Supplied data:

------------------------------------------------------------

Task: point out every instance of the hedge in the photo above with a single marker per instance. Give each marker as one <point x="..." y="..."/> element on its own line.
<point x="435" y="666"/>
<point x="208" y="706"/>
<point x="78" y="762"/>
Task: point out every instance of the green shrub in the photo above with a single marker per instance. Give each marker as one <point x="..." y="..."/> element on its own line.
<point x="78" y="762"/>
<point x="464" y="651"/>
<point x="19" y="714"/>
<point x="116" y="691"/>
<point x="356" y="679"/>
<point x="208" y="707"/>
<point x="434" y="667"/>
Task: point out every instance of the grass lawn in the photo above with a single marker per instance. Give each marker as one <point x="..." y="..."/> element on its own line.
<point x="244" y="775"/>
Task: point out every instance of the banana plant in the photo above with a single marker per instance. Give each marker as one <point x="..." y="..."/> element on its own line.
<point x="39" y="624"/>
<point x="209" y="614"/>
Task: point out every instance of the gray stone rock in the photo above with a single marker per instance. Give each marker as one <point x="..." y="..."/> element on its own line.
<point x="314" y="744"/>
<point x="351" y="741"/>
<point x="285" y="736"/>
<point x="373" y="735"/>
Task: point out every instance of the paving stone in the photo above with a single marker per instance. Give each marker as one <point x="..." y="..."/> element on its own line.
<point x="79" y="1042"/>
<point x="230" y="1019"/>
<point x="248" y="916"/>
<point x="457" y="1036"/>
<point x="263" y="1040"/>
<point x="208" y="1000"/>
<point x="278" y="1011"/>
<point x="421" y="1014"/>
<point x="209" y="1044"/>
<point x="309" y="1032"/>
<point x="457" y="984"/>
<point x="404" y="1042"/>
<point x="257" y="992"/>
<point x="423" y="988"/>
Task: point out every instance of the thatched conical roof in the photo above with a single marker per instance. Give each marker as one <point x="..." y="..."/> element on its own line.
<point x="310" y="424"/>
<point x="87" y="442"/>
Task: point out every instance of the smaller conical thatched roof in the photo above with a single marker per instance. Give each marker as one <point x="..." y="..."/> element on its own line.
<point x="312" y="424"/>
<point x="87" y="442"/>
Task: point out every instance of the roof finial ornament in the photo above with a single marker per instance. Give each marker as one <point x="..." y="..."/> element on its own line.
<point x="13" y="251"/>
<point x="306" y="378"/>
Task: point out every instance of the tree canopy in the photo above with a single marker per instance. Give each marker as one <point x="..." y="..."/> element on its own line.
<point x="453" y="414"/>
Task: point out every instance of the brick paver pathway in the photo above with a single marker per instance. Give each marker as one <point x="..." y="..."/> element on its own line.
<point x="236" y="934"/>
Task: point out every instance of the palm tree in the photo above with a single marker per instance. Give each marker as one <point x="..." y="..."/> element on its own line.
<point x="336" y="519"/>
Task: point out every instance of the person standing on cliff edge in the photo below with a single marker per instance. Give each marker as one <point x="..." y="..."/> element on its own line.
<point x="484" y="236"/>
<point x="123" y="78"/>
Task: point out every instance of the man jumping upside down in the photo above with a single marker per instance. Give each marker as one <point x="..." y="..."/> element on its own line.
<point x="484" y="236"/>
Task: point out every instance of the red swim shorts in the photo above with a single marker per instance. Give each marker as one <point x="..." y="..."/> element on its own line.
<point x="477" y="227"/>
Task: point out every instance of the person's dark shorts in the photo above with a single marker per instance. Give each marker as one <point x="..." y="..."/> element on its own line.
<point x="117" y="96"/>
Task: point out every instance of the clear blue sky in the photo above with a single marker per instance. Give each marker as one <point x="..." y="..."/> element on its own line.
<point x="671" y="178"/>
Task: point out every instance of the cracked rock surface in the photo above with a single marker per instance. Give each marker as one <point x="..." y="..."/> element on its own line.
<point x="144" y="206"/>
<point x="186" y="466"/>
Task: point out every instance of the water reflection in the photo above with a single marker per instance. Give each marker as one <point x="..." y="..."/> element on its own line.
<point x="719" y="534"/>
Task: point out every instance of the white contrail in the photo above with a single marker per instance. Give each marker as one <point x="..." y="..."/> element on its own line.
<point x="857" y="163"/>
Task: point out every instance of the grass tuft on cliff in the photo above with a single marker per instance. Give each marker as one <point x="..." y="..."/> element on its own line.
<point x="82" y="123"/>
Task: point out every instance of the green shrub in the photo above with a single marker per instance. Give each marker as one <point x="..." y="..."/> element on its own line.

------------------------------------------------------------

Activity: Taking care to miss no line, set down the whole listing above exactly.

Response for this exercise:
Task: point out every instance of the hedge in the photo above with a single marker per instance. Give each marker as one <point x="..." y="..."/> element on its own line.
<point x="435" y="666"/>
<point x="208" y="706"/>
<point x="78" y="762"/>
Task: point out every instance of the green shrub in the photo above with a single marker per instance. Give each marker as one <point x="..." y="..."/> element on its own line.
<point x="78" y="762"/>
<point x="464" y="651"/>
<point x="19" y="714"/>
<point x="116" y="691"/>
<point x="356" y="679"/>
<point x="208" y="707"/>
<point x="434" y="667"/>
Task: point out every instance of the grass lawn in the photo above with a single marker per instance. Give each marker as one <point x="..." y="..."/> element on its own line.
<point x="244" y="775"/>
Task: point out every instance of the banana plant in the photo above with a single marker per instance. Give each marker as one <point x="..." y="..."/> element on its own line.
<point x="39" y="624"/>
<point x="209" y="614"/>
Task: point out every instance of the gray stone rock in the photo above with a single marker per instance. Give each marker as one <point x="..." y="..."/> element on its own line.
<point x="314" y="744"/>
<point x="351" y="741"/>
<point x="285" y="736"/>
<point x="373" y="735"/>
Task: point out every instance of the paving stone in the photo above with a single marker per instance. Give each marker as one <point x="..." y="..."/> element on its own line.
<point x="79" y="1042"/>
<point x="230" y="1019"/>
<point x="248" y="916"/>
<point x="457" y="1036"/>
<point x="263" y="1040"/>
<point x="208" y="1000"/>
<point x="278" y="1011"/>
<point x="421" y="1014"/>
<point x="209" y="1044"/>
<point x="309" y="1032"/>
<point x="457" y="984"/>
<point x="404" y="1042"/>
<point x="257" y="992"/>
<point x="423" y="988"/>
Task: point out every instance of the thatched conical roof in the photo above with a single marker per instance. Give each marker as one <point x="..." y="..."/> element on its own line.
<point x="310" y="424"/>
<point x="87" y="442"/>
Task: point out every instance of the smaller conical thatched roof in the photo above with a single marker per instance. Give each marker as one <point x="..." y="..."/> element on its own line.
<point x="312" y="424"/>
<point x="87" y="442"/>
Task: point out every instance of the roof finial ornament in the photo above with a single marker per instance. Give each marker as one <point x="..." y="..."/> element on its own line.
<point x="13" y="251"/>
<point x="306" y="378"/>
Task: point out every instance of the tree canopy in the photo above with a single marker per instance. Give each marker as one <point x="..." y="..."/> element on its own line.
<point x="453" y="414"/>
Task: point out every instance of the brick paver pathway in the photo above with a single marker per instance. Give each marker as one <point x="..." y="..."/> element on its own line.
<point x="236" y="934"/>
Task: point out every instance of the palm tree in the photo above with a single marker per instance. Give each marker as one <point x="..." y="..."/> element on its own line.
<point x="336" y="519"/>
Task: point out every instance of the person standing on cliff edge in the photo below with a single marker per instance. Give each marker as one <point x="..." y="..."/> element on its own line.
<point x="484" y="236"/>
<point x="123" y="78"/>
Task: point out every instance of the man jumping upside down in the photo above with a single marker per instance. Give each marker as one <point x="..." y="..."/> element on its own line.
<point x="484" y="236"/>
Task: point out every instance of the red swim shorts in the photo above with a single marker per instance. Give each marker as one <point x="..." y="..."/> element on its own line.
<point x="477" y="227"/>
Task: point out every instance of the person's dark shorts in the photo above with a single marker per instance. Give each marker as one <point x="..." y="..."/> element on its own line.
<point x="117" y="96"/>
Task: point out every instance of the clear blue sky in the photo above with a single marker per instance. Give each marker as one <point x="..." y="..."/> element on its own line.
<point x="671" y="178"/>
Task: point out every instance of the cracked rock surface in the photo above with a single marker per instance. Give each marker as one <point x="..." y="..."/> element on its own line.
<point x="144" y="206"/>
<point x="186" y="466"/>
Task: point out every instance of the water reflection in the photo above with a single marker per instance. Give each marker as one <point x="..." y="..."/> element on its own line.
<point x="719" y="534"/>
Task: point out every instance of the white contrail in the photo above with a single marker per instance. Give each marker as one <point x="..." y="..."/> element on its own line.
<point x="857" y="163"/>
Task: point out every instance of the grass tuft on cliff in the photo above with a single marker per instance. Give each marker as one <point x="..." y="..."/> element on its own line.
<point x="82" y="123"/>
Task: point out every instance of the green shrub in the photo above with a single marker per instance. Give each marker as one <point x="..." y="..."/> element on its own line.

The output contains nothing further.